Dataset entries
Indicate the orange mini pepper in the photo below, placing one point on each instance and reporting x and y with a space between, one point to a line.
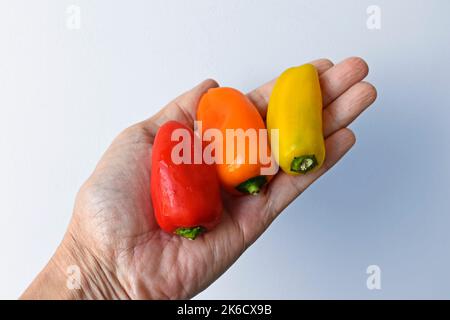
228 108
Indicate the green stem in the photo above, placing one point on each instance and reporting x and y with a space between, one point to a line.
253 185
190 233
303 164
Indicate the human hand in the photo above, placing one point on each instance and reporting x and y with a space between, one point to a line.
113 236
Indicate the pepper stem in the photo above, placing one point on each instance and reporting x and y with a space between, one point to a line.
190 233
303 164
252 186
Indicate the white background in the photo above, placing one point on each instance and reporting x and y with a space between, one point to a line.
65 94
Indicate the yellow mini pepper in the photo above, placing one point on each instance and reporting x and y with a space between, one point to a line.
295 109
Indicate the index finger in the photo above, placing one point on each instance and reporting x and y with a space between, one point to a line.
260 95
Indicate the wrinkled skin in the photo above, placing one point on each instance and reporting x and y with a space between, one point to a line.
113 236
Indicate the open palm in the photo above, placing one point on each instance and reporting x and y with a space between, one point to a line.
113 219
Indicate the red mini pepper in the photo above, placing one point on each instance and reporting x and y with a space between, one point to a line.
186 196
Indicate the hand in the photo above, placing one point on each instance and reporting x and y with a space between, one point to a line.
113 236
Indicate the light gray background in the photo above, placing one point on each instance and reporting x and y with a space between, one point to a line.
64 95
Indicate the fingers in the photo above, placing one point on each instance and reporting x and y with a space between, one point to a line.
284 188
340 78
347 107
260 96
184 107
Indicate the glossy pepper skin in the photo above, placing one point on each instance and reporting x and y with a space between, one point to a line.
228 108
295 109
186 197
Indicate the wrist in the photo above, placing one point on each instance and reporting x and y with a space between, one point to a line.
74 272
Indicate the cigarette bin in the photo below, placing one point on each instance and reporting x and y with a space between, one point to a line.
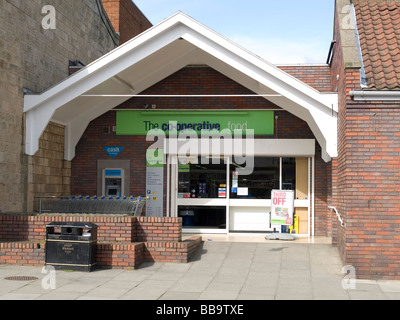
71 245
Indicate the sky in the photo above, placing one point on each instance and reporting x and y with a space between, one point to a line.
281 32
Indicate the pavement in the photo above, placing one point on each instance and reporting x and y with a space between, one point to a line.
224 269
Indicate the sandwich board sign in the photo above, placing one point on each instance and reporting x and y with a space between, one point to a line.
282 207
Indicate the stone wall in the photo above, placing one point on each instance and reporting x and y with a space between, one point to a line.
34 58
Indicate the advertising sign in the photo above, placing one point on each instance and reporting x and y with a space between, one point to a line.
138 122
154 183
282 207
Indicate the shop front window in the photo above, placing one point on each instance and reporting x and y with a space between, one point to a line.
201 177
257 185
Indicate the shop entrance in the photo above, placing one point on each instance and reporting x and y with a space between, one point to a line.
211 197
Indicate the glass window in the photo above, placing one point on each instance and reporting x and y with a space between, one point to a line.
259 184
210 217
199 177
288 173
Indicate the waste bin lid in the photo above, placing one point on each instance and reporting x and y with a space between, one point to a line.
80 225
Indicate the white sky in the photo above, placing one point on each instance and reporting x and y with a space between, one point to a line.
282 32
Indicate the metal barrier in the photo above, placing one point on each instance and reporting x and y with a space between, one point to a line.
102 205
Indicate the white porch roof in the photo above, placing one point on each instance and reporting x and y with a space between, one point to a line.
157 53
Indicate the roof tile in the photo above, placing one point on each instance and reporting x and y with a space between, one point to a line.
378 25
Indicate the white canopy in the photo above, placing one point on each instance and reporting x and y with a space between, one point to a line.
157 53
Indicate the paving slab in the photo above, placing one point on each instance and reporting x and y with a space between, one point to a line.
221 270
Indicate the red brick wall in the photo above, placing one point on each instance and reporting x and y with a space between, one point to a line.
365 178
190 80
126 18
22 240
110 229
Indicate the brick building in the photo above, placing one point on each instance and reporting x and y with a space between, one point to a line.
328 132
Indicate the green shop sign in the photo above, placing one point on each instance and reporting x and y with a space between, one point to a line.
137 122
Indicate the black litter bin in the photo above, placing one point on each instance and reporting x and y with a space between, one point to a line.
71 245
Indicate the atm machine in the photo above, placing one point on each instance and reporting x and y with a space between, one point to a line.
113 184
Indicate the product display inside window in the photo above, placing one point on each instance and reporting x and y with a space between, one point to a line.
257 185
199 177
210 217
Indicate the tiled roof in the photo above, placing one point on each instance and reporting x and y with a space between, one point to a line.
378 23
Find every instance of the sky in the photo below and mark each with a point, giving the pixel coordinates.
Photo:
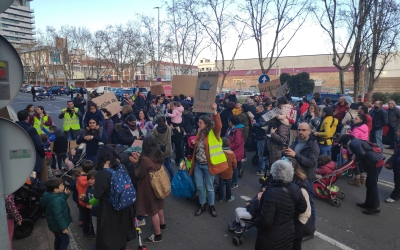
(97, 14)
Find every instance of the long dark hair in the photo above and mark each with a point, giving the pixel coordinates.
(151, 150)
(106, 153)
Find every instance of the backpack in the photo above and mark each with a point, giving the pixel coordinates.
(122, 192)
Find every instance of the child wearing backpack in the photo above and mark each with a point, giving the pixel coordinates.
(81, 186)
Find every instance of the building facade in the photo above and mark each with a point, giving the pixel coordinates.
(16, 23)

- **Try it**
Each line above should be written out again unchanged; no images are to be carried over.

- **Result for this task**
Indicate the orange mini pepper in the photo below, placing one point on each instance and reporting x and y with a space between, one point to a line.
228 108
Indicate the green stem in the photo above, placing one point on each instance and reporting x and y with a space between, one point to a line.
253 185
190 233
303 164
Indicate the human hand in the photo above, placing one point on each instance and reporting x and y with a space between, one point to a line.
113 236
Indicate the pepper stem in the photo above, placing one point on each instance and reporting x and y with a space between, one point to a line.
190 233
303 164
252 186
Indicate the white background in the photo above, placing one point on each instance and reporting x and y with a space between, one point to a line.
65 94
Indicate the yellow mini pepper in the photo above, placing one point on each instance and reporting x and y with a space between, one point to a line.
295 109
Indicate the index finger in the photo above, placing one point on each instance and reporting x and y with a space between, one point to a line.
260 95
Indicate the wrinkled skin in the photo above, placing one point on each instance and reporting x and y with a space between, one point to a line.
113 236
Indicate the open palm in the photo above, placing one point on each instance and reporting x and y with a space between, one point to a line.
113 219
Indicate the red mini pepper in the photo above, placing one point on each instance and reporting x and y with a space between, one point to a line.
186 196
Indicate the hand in the photo above, placing one point on each instance and reporting x and y with a space between, one point to a line.
113 236
Indicate the light gray background in the photo above, placing one point on each instance and reporting x and y with a space between, one point to a line.
64 95
Indicate the fingers in the photo above, placing one point on each instance and reporting x and y with a space between, one point to a line.
284 188
340 78
347 107
260 96
184 107
Indicate the glossy pepper skin in the photo above, placing one point on each instance and reporting x and y with a space between, one point to a line.
228 108
295 109
186 197
Indicate the wrist in the photo above, placing one point on each instance and reporting x and y with a space between, one point to a line.
74 272
Indicate the cigarette bin in the photo below, placing one point on each instance and reporting x and y with a space between, one point to a line.
71 245
Indicate the sky in the photo above, placing one point on each instance and reporting x and y with a space between, one point to a line.
281 32
Indicate the pavement in the photo above, placing one point on each instance and reporting x and y with a space between, one point to a line.
224 269
Indicate the sandwich board sign in the photo above, placing one point on each instance and reporting x and y with a space between, one point to a line.
282 207
Indicate the stone wall in the photo above, placing one point on each instance and reporting x and y with a space between, one point to a line.
34 58
Indicate the advertising sign in the photo above, placing one point on each instance and reporting x and y with a space between, one point to a line.
138 122
154 183
282 207
Indicate the shop front window in the photo above, placing one point on each instance and reporting x and y with a space between, one point to a line.
201 177
257 185
Indicate the shop entrance in the photo above, placing one point on each instance and reporting x and y with a space between, one point to a line.
211 197
Indicate the glass window in the photo above, placing one point on each instance and reporting x and y with a space between, one point to a line.
259 184
210 217
199 177
288 173
Indicate the waste bin lid in the photo above, placing one point on each instance and reporting x and y with a space between, one point to a line.
80 225
Indicate the white sky in the photo above, placing one point on each instance and reporting x and y with a space between, one point to a line.
282 32
Indicate the metal barrier in the photo above, placing one point on each instance and reporting x and y with a space between, one point to a line.
102 205
Indicate the white porch roof in the photo above, placing one point on each instance and reporting x and y with a space between, one point to a line.
157 53
Indicate the roof tile in the photo above, placing one point on each instance and reporting x and y with a space between, one point to a line.
378 25
Indicate the white canopy in the photo above, placing one point on each instance and reporting x and y with a space between, one point to a line.
157 53
Indicate the paving slab in the photo above, placing one point on each instance and reporting x and y with a space between, one point to a line.
221 270
Indicate the red brick wall in the photo above, placing one point on each instance and reporting x and y with a space between, one point to a line.
365 178
190 80
126 18
22 240
110 229
Indicate the brick building in the photo above, placing one point on each instance and reporting x and y with a space between, one point to a line.
328 132
Indicate the green shop sign in the photo above, placing one point on each instance and reporting x and y with a space between, one point to a line.
137 122
Indicate the black litter bin in the photo above, placing one point on each instance and reporting x and y with a space between, one point to a line.
71 245
Indicate the atm machine in the photo above, placing one point on each instance and reporting x and y with a space between, one point to a line.
113 184
Indicate the product display inside window in the photo above, placing one point on each instance and reporting x and y with a space between, one point to a line.
257 185
199 177
210 217
Indicate the tiled roof in the photo above, placing one point on each instance and reporting x and y with a space between, one point to a line.
378 23
Find every instance of the sky in the photo below and mark each with a point, giving the pixel coordinates.
Photo:
(97, 14)
Find every instance of the long dark hair in the photo above and mark each with a point, giving the pixel coordinates.
(151, 150)
(106, 153)
Find every instance of the backpack in the photo above and mark each with a point, giving the pixel coordinates.
(122, 192)
Find every instance of the child wearing backpack in the photo above and mark each with a point, giving the pixel coordinates.
(81, 186)
Find every instance of the building facade in the photo above and mark each with a point, giving the pixel coordinates.
(16, 23)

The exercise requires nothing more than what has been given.